- _Tasks_:
a) Write down the part of the Greek election commentary that begins at the words "So the Greeks" and stops after "with additional liquidity.".
b) Pick up the commentary on the Greek election fallout after its final sentence and carry it forward.

Excerpted passage START

The fallout from the Greek election result continues unabated,with riskier assets continuing to be sold off and safe havens such as US Treasury bonds, UK gilts and the US dollar in demand. The euro continues its decline as an exit for Greece from the eurozone seems more likely than ever. With Greek politicians unable to form a coalition government as of this afternoon, it looks likely Greeks will be returning to the polls to decide whether their heart or head rules. The approach of a renegotiated financial deal between the EU/IMF reducing the level of austerity measures for Greece seems to be possible in the eyes of the Greek electorate, however Germany and others are unlikely to countenance a bail out without the existing strict conditions on reductions in government spending and asset sales.
So the Greeks are playing a game of chicken with the EU, betting that they will blink first when it comes to the resumption of the Drachma as the national currency. The more extreme Greek politicians are hoping that the fear of contagion to Portugal, Spain, Italy and others will bring them back from the brink. However, EU finance ministers meeting today may decide to cut the rip cord and leave Greece to its own destiny, with an enlarged ECB bail out fund to ring fence Greece and prevent contagion. Investors in Greece have already taken big hair cuts on their bonds, so the damage to the European banking sector can be managed with additional liquidity.

Excerpted passage END
Data section START

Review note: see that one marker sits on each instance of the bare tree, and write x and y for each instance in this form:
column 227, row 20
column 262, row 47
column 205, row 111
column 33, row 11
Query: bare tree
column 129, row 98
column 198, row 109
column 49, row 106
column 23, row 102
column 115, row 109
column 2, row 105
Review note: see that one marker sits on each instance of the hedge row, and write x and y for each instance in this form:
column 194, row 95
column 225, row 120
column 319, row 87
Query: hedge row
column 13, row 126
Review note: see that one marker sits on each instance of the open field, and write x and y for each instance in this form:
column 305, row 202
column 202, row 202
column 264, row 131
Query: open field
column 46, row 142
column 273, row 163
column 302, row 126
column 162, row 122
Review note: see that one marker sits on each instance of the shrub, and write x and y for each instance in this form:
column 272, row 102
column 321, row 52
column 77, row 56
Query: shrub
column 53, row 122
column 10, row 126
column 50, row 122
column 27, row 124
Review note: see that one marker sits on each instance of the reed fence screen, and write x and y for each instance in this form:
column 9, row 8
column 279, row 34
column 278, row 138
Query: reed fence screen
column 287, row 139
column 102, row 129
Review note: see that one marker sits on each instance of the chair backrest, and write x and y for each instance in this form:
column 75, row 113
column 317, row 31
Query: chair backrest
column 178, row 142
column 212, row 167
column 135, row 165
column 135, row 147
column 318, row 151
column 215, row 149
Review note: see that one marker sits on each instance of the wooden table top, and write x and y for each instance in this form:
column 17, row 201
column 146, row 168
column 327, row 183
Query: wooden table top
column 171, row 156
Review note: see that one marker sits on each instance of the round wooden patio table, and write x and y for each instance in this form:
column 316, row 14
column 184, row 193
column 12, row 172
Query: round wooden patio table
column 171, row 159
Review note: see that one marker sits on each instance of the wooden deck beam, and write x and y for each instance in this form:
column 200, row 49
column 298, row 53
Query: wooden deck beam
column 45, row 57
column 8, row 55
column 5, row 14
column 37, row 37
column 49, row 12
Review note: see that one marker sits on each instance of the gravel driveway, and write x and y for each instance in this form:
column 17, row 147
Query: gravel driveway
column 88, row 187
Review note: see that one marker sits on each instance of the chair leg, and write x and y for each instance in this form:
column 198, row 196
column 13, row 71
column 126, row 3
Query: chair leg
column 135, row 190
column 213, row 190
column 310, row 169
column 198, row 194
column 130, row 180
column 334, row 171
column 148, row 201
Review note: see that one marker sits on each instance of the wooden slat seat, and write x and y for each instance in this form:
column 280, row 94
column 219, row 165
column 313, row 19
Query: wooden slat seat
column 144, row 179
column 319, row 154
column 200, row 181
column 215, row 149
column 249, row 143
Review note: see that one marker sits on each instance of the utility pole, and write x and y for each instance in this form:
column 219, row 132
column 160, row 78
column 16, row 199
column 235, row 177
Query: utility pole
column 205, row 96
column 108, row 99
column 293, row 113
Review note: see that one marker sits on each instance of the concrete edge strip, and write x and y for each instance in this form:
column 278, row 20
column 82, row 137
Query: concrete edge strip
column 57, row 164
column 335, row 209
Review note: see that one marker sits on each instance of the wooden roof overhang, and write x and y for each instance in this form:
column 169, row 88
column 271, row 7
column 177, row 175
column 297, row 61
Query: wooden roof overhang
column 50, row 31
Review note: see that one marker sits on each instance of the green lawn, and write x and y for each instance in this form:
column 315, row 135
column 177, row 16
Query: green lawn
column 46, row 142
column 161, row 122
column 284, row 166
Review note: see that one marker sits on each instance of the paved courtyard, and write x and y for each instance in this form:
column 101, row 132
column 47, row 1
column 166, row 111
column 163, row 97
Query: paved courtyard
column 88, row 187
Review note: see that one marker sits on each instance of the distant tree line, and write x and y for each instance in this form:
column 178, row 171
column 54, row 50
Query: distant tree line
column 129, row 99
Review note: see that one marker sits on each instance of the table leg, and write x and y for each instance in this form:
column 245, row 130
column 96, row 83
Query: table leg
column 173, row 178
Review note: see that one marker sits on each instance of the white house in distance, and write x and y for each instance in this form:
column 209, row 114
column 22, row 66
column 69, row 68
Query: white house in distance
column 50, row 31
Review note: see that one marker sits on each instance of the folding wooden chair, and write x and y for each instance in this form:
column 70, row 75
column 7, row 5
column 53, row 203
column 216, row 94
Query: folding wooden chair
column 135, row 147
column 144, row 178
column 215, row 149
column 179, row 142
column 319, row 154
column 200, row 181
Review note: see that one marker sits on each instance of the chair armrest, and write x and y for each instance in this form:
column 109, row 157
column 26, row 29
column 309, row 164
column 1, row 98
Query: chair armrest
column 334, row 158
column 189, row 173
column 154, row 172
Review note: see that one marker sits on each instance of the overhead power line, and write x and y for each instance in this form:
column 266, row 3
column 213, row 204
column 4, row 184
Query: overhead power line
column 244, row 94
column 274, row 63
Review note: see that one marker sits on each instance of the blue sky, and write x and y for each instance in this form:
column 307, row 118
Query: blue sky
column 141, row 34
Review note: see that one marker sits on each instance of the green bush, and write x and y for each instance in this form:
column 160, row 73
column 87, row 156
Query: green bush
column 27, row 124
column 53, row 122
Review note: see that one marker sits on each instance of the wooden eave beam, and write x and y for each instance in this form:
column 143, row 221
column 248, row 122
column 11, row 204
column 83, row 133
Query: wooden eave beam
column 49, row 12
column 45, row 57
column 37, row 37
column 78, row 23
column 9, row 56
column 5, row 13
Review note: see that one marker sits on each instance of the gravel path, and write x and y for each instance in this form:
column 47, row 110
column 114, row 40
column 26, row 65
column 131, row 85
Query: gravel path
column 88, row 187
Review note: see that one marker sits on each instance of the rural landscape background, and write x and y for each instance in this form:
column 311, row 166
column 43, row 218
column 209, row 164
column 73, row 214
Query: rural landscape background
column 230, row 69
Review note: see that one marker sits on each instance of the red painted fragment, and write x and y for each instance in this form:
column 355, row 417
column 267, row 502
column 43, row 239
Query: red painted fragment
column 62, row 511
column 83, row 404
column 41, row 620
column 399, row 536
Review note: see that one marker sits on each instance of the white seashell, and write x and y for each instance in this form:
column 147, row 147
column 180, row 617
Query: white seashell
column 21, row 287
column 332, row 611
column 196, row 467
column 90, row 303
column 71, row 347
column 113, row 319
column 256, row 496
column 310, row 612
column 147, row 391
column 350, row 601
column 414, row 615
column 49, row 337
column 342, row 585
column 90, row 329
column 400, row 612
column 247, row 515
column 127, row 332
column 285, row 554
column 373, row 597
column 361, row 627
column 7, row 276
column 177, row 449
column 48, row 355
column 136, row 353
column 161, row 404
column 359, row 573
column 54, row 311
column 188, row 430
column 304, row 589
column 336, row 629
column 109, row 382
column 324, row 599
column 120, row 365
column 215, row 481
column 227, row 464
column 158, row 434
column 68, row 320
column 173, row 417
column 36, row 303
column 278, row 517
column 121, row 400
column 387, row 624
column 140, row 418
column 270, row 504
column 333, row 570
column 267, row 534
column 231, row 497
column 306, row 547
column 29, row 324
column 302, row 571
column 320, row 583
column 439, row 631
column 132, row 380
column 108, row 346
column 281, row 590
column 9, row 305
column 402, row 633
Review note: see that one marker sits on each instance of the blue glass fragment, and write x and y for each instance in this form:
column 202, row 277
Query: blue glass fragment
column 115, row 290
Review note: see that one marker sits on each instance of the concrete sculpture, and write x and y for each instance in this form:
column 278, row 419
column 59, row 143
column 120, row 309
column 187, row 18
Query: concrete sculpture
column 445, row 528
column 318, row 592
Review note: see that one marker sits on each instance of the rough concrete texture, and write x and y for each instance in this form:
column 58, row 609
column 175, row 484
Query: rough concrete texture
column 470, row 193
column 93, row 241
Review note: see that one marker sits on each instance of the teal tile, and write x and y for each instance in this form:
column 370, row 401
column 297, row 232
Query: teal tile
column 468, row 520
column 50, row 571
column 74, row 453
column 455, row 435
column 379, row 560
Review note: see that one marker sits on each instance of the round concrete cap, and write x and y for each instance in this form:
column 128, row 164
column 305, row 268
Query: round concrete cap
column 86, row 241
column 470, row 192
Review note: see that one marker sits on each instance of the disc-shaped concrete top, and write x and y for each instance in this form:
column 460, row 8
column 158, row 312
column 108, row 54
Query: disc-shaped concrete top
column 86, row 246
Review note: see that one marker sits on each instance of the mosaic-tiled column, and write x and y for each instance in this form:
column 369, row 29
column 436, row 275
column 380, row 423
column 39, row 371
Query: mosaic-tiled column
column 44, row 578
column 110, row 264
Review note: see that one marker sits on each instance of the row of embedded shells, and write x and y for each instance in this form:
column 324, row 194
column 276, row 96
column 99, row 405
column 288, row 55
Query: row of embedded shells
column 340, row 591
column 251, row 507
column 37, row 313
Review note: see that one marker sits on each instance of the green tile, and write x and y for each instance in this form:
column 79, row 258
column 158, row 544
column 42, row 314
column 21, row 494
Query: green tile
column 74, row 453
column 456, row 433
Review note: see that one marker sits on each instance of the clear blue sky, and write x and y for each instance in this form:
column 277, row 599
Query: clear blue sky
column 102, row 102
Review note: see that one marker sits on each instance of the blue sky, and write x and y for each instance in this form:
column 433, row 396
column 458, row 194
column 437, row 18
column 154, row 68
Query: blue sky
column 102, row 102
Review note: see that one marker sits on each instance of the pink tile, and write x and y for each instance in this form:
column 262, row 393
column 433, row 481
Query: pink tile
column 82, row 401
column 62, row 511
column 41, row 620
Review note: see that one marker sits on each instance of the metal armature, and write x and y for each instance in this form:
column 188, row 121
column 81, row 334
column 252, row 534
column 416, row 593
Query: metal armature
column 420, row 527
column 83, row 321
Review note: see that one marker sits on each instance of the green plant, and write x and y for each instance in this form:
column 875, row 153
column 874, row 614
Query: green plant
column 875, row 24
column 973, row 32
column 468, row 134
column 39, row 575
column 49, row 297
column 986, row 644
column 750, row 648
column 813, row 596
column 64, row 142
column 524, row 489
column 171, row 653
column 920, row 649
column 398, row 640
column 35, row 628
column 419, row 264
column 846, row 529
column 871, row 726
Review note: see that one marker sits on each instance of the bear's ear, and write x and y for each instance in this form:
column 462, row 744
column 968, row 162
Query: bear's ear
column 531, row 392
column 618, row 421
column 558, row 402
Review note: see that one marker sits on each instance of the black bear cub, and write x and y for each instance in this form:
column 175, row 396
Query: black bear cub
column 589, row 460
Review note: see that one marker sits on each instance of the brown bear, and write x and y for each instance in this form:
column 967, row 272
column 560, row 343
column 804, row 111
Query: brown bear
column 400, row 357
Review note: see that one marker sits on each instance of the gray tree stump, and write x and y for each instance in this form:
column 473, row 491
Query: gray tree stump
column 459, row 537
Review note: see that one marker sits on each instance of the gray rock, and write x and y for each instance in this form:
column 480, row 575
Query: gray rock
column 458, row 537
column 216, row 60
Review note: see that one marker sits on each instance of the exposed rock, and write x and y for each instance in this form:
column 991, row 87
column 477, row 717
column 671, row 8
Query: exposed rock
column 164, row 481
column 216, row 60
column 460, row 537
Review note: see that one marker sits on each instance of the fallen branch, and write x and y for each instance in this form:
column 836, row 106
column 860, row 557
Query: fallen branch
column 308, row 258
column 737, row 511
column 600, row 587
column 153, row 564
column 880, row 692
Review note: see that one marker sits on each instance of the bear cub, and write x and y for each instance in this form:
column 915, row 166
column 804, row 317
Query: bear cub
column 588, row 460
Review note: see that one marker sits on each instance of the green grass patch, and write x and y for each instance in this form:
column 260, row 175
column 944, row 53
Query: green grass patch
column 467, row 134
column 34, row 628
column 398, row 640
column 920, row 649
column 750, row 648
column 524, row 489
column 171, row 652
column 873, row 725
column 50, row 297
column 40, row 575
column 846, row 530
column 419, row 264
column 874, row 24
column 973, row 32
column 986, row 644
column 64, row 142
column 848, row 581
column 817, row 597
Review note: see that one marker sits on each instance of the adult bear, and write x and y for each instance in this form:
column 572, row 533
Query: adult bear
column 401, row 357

Data section END

- _Responses per task_:
a)
So the Greeks are playing a game of chicken with the EU, betting that they will blink first when it comes to the resumption of the Drachma as the national currency. The more extreme Greek politicians are hoping that the fear of contagion to Portugal, Spain, Italy and others will bring them back from the brink. However, EU finance ministers meeting today may decide to cut the rip cord and leave Greece to its own destiny, with an enlarged ECB bail out fund to ring fence Greece and prevent contagion. Investors in Greece have already taken big hair cuts on their bonds, so the damage to the European banking sector can be managed with additional liquidity.

b)
An exit of Greece from the euro is likely to result in a dramatic reduction in living standards in the short term, with expectations that the reduction of the Drachma will result in a 30-50% devaluation. This means more expensive imports, a dramatic reduction in wages and pensions versus the rest of the EU, and fears of capital flight to safer countries.
A mess indeed meaning that UK investors are picking up the pieces as fears of a disorderly exit for Greece mount, with European contagion similar to the impact that the bankruptcy of Lehman Brothers had in 2008. Banks hoarding cash, a sudden loss of global liquidity, collapsing stock markets, frozen credit markets, a lurch for the economy into global recession.
You would hope that the IMF, Germany, France and others would be anticipating this dire scenario and be preparing appropriately. Unlimited powers for the ECB to buy distressed sovereign debt in Spain and other countries, a back stop in effect similar to the US TARP (toxic asset relief programme) to protect financial institutions and ease liquidity concerns. Germans may not be relaxed about the potential impact on their fiscal responsibilities but there seems little alternatives unless the euro experiment is allowed to end in calamitous circumstances sending stock markets around the world potentially to the lows of 2009.
After years of postponing the Greek problem, at least we will see a solution one way or the other. Whether it is a positive outcome is in the hands of the politicians, and politics as we all know can be a dangerous thing!